## Dataset entries
::::
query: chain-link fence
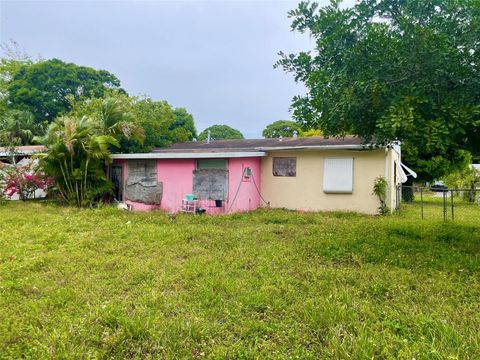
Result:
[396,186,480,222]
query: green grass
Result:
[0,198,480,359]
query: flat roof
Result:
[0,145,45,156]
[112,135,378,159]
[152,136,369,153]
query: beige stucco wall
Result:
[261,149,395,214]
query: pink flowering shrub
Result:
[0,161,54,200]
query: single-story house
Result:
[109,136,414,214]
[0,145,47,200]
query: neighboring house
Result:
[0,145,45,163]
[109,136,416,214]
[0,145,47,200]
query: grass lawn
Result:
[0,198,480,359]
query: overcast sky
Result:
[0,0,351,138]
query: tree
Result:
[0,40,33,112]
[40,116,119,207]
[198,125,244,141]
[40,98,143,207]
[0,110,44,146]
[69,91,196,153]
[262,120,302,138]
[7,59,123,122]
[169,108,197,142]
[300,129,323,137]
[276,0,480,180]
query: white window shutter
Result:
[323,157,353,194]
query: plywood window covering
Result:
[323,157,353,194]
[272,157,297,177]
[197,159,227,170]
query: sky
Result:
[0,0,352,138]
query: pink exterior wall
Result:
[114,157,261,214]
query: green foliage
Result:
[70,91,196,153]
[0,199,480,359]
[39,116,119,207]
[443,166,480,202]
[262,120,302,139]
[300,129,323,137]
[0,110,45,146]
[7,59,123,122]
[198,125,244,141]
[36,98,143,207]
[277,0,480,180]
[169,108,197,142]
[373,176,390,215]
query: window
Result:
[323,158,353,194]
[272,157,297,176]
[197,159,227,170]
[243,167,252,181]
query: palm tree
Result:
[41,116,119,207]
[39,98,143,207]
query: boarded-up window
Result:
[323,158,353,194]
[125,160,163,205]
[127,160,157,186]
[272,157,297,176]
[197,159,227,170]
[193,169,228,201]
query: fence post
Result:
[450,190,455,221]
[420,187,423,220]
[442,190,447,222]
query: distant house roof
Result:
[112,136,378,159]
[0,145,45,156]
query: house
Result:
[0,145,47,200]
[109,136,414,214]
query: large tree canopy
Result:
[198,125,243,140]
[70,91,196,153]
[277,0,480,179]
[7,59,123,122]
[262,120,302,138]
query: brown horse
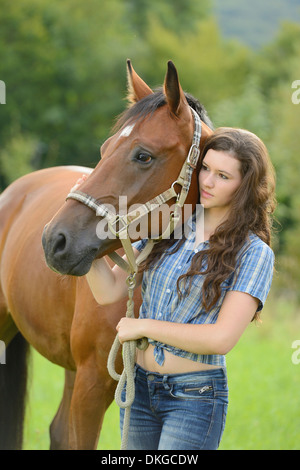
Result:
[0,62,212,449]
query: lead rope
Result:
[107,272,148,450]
::::
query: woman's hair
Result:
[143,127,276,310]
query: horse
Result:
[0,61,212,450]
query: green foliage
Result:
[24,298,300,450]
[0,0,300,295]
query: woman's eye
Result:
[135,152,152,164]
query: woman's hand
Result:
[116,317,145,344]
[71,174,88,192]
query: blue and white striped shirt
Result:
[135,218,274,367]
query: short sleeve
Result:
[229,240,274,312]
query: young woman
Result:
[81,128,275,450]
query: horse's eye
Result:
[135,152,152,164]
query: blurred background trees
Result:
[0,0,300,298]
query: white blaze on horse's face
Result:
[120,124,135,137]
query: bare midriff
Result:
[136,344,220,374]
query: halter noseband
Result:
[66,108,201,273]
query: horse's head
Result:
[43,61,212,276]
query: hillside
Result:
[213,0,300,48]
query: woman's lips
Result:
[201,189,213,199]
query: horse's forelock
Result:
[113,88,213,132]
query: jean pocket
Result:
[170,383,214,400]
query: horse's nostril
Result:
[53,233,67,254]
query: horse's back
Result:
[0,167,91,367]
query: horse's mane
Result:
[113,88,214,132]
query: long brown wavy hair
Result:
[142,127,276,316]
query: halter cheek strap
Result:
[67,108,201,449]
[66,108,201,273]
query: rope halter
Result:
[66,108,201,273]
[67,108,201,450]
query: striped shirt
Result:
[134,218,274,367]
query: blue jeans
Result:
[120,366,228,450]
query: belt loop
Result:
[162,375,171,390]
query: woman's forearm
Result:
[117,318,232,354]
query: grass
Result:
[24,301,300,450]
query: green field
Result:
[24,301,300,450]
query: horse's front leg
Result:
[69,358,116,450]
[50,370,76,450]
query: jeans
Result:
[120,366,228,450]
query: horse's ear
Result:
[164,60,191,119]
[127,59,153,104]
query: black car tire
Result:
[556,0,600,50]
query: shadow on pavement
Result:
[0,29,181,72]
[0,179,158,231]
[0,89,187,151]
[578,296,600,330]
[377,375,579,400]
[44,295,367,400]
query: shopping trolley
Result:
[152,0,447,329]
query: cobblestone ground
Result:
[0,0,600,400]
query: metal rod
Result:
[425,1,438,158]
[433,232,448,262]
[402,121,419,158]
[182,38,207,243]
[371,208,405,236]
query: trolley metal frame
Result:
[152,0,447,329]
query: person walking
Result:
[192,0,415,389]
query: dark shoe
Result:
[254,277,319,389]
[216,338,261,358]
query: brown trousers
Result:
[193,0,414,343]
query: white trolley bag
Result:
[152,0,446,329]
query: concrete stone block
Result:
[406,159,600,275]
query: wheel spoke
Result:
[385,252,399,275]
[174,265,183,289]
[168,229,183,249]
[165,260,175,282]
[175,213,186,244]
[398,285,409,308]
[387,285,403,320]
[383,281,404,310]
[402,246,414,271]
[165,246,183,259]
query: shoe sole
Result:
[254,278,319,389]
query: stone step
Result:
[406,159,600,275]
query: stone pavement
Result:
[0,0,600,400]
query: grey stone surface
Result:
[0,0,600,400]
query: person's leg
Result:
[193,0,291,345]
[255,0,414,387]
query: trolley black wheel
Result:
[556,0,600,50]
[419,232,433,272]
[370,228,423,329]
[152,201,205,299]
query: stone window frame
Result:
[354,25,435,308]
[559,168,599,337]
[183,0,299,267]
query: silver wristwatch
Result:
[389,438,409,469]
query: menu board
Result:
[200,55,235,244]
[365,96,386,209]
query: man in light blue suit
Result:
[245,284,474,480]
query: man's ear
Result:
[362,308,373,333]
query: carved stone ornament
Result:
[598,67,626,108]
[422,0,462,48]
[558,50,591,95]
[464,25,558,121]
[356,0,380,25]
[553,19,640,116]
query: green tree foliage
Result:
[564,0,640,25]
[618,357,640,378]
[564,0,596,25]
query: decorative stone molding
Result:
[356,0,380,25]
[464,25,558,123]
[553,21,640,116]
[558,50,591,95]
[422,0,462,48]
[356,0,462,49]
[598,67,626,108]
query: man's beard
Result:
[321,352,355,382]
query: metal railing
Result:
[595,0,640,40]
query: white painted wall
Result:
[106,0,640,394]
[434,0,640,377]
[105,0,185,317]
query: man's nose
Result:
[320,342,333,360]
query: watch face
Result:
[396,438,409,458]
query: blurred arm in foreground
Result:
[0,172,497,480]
::::
## Task statement
Return the entries from the line with "query: woman's lips" to the line with "[67,108,201,450]", both lines included, copied without any change.

## Expected answer
query: woman's lips
Result:
[201,189,213,199]
query: horse's forelock
Result:
[113,88,213,132]
query: jean pocket
Result:
[170,383,214,400]
query: horse's nostril
Result:
[53,233,67,254]
query: horse's back
Result:
[0,167,91,367]
query: horse's mane
Result:
[113,88,214,132]
query: long brown wavy hair
Result:
[142,127,276,316]
query: halter cheek strap
Result:
[67,108,201,449]
[66,108,201,273]
query: rope halter
Result:
[66,108,201,273]
[67,108,201,450]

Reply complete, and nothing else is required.